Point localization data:
════════
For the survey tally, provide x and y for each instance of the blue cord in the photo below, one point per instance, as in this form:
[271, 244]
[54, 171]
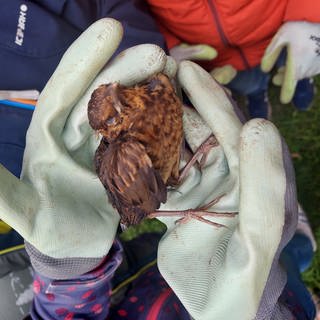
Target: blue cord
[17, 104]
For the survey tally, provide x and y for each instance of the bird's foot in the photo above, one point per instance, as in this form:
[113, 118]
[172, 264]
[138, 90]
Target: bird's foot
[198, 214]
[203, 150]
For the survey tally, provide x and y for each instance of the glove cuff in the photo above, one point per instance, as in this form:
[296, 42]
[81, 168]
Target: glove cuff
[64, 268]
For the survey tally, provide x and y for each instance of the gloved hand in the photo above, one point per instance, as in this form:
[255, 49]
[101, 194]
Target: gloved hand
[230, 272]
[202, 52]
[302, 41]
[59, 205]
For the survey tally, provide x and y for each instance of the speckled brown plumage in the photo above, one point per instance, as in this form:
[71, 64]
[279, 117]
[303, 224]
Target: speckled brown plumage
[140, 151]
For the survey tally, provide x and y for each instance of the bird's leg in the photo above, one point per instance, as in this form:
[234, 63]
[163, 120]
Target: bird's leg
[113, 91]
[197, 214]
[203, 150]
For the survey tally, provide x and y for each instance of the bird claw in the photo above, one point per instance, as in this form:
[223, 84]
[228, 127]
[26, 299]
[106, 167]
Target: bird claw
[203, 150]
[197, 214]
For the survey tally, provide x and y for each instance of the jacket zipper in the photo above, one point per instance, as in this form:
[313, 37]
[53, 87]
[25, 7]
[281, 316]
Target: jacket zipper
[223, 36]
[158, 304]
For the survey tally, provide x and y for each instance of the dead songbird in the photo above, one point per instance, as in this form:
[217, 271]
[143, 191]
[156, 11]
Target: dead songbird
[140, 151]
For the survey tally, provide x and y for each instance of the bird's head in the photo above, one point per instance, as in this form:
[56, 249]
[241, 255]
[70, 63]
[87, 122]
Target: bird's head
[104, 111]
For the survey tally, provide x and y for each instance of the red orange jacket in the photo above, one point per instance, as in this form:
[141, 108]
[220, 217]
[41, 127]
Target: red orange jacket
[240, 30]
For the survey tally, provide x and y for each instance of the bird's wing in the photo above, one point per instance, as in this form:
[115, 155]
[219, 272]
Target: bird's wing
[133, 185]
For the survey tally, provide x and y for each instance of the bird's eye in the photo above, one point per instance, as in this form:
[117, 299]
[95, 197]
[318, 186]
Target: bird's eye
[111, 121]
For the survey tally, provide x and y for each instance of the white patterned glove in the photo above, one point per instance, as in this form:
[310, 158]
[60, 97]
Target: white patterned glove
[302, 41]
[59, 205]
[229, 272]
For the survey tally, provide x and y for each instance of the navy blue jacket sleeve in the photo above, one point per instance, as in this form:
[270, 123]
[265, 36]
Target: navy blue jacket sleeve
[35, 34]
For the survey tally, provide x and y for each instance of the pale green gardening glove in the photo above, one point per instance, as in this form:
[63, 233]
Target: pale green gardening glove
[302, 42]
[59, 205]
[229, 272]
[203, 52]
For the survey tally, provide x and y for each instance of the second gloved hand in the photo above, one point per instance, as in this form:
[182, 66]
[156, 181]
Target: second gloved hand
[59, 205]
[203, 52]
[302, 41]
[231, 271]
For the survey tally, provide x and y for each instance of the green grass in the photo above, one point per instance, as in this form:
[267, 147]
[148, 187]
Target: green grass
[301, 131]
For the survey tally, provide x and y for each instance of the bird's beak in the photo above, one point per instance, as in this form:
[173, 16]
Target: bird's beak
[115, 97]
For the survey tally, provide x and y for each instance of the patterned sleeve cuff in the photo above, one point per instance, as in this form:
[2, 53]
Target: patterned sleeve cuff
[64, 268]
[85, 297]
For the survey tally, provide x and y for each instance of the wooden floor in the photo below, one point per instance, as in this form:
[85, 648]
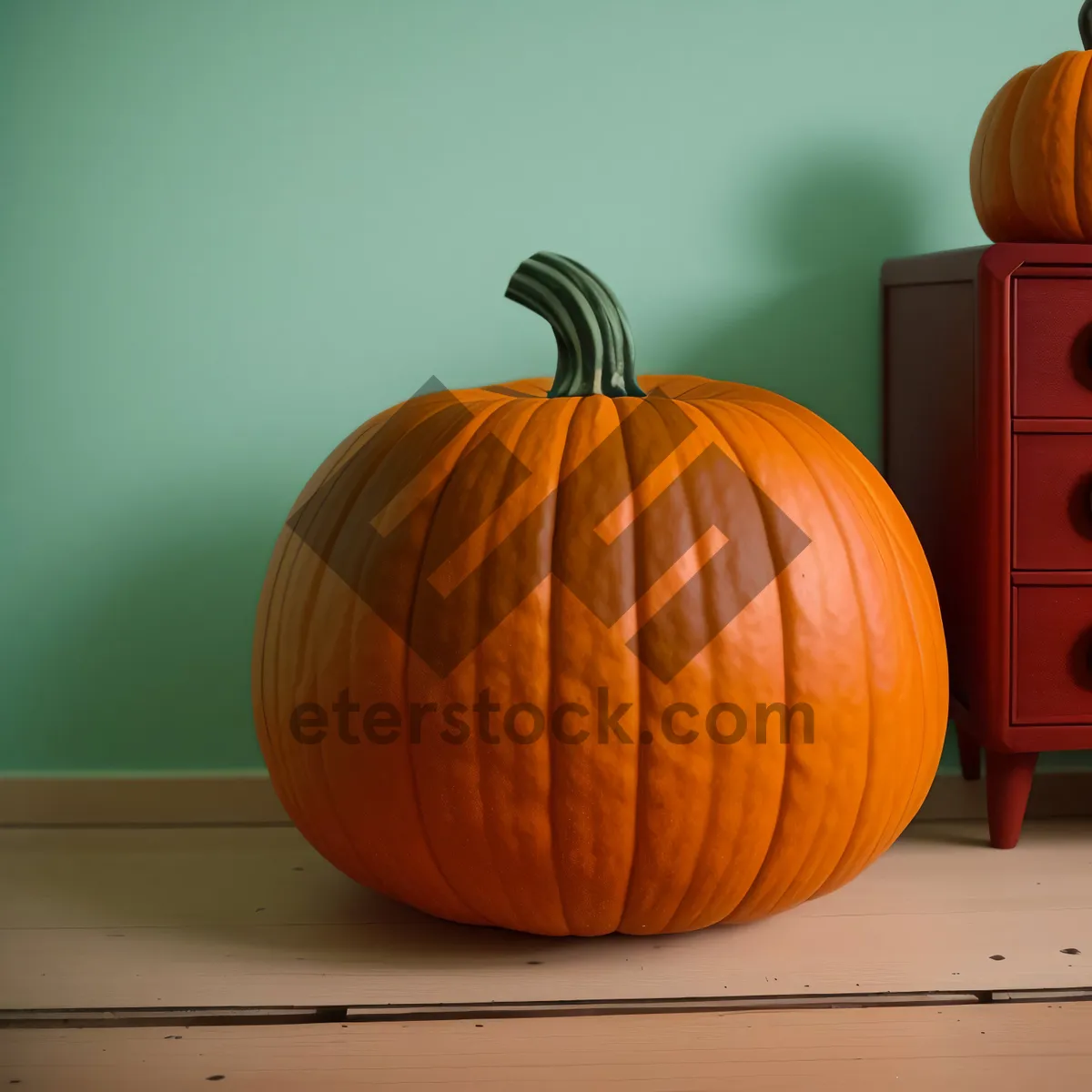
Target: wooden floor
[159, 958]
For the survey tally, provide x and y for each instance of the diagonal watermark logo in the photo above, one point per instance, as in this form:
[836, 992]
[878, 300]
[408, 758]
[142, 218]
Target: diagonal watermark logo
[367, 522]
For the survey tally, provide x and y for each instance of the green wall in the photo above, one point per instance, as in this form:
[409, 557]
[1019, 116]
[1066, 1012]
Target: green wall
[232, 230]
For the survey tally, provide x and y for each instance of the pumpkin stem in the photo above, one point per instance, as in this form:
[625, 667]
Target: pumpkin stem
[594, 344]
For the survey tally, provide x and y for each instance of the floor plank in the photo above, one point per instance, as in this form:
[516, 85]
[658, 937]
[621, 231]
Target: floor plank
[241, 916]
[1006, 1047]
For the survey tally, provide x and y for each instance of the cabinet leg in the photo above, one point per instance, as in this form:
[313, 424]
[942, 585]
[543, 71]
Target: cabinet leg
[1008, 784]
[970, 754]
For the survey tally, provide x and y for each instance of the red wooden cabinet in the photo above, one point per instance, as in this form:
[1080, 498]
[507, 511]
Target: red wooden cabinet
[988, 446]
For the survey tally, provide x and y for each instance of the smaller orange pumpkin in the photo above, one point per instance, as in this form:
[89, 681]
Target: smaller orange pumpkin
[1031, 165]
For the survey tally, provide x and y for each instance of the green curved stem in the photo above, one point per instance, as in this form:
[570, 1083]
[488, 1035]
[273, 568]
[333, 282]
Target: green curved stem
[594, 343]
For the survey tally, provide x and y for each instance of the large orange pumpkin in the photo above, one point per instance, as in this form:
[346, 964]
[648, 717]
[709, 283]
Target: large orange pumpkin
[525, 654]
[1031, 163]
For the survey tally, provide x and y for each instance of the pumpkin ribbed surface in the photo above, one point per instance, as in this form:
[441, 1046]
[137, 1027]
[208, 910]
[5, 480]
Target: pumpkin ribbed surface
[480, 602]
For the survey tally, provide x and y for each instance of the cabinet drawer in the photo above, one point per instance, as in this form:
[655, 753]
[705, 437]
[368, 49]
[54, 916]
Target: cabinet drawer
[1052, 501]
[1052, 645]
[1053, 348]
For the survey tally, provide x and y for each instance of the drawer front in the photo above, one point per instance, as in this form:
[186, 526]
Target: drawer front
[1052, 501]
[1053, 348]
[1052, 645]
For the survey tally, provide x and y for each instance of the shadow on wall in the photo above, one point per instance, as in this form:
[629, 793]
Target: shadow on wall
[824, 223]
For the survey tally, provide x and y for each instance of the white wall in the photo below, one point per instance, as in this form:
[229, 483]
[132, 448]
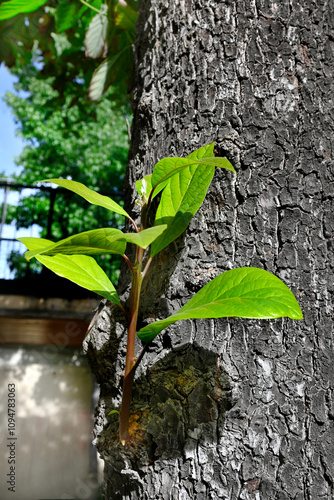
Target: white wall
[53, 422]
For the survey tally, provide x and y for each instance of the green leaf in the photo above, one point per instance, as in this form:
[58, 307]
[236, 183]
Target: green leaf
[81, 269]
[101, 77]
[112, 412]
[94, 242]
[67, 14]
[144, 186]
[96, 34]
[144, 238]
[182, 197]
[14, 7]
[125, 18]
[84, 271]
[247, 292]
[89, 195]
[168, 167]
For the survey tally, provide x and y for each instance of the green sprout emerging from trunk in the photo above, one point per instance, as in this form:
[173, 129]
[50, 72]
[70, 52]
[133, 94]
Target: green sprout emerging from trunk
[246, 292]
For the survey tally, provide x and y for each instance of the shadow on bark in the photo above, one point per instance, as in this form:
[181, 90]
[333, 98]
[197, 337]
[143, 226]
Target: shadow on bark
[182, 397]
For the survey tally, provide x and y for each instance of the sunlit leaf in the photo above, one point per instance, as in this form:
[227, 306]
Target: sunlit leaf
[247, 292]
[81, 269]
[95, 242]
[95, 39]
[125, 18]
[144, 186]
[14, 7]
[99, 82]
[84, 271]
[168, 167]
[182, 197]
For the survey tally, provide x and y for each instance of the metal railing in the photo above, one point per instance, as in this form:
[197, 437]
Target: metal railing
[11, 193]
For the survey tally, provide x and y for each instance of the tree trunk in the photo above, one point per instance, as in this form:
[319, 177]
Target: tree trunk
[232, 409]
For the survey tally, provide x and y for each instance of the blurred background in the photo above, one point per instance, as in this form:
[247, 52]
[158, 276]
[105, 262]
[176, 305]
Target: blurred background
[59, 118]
════════
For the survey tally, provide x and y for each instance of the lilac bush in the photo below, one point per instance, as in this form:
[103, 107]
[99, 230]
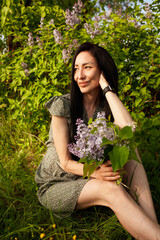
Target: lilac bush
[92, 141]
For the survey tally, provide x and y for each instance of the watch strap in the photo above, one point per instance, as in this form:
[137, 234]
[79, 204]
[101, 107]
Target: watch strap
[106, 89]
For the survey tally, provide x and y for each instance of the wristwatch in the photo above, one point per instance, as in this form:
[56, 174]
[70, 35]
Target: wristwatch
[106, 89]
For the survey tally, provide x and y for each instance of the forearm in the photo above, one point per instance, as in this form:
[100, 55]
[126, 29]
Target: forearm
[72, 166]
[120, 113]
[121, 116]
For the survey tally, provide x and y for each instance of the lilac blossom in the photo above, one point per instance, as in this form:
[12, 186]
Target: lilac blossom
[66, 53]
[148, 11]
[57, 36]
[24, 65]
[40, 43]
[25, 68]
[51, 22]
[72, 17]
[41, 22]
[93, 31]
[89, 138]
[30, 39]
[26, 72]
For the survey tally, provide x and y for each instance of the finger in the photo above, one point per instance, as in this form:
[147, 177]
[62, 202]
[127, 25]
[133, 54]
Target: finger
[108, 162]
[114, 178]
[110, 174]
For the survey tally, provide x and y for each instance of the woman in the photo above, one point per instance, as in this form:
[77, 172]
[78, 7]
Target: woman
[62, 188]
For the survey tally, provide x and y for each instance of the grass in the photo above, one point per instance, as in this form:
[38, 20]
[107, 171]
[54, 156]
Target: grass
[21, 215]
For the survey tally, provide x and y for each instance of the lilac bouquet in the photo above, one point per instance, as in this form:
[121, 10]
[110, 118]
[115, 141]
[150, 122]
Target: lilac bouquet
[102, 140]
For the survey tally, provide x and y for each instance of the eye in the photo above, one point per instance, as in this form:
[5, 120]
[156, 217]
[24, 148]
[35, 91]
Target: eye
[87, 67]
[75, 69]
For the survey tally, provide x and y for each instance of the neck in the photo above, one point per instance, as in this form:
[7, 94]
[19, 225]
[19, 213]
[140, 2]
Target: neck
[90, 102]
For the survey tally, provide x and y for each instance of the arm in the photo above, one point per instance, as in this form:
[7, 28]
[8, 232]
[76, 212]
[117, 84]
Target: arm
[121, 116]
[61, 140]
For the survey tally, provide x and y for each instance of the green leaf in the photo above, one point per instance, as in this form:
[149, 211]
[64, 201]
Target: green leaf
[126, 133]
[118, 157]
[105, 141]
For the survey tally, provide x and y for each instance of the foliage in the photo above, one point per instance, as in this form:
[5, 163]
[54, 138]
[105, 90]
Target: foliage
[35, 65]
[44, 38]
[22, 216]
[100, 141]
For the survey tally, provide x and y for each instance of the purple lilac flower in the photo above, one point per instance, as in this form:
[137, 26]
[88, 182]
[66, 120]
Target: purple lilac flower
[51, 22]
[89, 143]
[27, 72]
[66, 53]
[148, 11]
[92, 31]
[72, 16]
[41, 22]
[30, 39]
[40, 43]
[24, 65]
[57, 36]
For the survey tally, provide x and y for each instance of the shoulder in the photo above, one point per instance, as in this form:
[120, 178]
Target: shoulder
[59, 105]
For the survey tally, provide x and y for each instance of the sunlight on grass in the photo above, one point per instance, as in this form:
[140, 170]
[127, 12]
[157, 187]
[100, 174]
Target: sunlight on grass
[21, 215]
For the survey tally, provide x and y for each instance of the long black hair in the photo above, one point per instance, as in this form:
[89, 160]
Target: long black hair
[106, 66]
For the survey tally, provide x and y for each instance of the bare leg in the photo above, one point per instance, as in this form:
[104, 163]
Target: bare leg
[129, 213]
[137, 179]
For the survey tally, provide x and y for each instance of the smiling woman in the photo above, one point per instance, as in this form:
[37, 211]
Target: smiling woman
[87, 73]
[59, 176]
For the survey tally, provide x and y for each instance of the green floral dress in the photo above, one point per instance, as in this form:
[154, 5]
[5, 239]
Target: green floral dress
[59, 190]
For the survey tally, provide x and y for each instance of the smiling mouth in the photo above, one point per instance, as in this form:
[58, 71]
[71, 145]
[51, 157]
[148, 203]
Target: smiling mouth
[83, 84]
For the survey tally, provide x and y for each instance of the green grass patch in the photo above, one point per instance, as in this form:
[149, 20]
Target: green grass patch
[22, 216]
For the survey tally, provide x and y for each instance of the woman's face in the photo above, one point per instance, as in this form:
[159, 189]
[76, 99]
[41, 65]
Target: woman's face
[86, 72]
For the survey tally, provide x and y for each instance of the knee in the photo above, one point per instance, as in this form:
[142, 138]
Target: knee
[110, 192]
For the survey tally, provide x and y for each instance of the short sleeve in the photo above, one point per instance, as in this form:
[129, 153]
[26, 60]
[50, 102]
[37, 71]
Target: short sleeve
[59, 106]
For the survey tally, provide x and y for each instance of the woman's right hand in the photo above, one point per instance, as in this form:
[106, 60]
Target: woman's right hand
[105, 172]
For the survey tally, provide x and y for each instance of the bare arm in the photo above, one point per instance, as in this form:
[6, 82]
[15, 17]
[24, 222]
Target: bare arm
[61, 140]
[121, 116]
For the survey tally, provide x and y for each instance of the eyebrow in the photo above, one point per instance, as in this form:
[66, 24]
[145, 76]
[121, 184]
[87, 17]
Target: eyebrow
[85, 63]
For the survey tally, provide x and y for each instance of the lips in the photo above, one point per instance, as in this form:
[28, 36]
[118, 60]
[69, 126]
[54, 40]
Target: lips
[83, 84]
════════
WORK TASK:
Determine which lines above include the word "below", and report those lines in full.

SOLUTION TO THIS EXERCISE:
For the survey tally, provide x and y for each instance of the blue cord in the photo below, one point per instance, as in this form:
For the survey tally, provide x and y for each instance of the wooden floor in the photo below, one point per instance, as in this form:
For the survey tally, provide x and y for each instance of the white wall in the photo below, one point per instance, as in this form:
For the survey tally, provide x and y for each instance of the lilac bush in the photo below, one point per instance, as in this form:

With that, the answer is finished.